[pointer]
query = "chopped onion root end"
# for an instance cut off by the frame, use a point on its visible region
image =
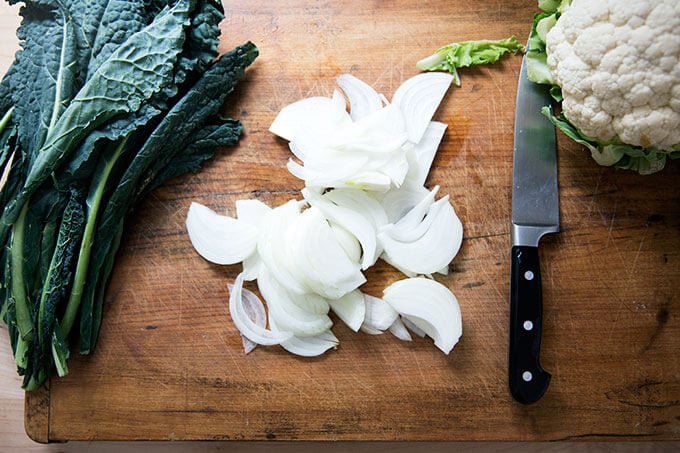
(364, 162)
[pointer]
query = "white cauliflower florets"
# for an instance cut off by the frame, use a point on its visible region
(618, 64)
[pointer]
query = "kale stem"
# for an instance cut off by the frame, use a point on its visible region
(94, 203)
(5, 119)
(17, 284)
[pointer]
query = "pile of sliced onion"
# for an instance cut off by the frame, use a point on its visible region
(364, 199)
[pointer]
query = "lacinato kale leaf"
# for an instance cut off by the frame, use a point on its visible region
(105, 101)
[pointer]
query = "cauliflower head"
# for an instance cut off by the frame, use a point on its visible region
(614, 65)
(618, 65)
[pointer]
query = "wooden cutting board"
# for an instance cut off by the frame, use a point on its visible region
(169, 363)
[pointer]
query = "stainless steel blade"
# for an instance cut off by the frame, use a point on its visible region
(535, 201)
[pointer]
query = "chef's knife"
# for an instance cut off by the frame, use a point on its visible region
(535, 212)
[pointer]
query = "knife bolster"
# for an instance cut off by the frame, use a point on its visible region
(530, 235)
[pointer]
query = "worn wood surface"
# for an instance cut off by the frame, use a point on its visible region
(169, 363)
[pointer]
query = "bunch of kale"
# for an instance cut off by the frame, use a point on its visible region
(105, 101)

Activity:
Only one number is wanted: how many lines in the records above contain the string "onion".

Answer to the exercise:
2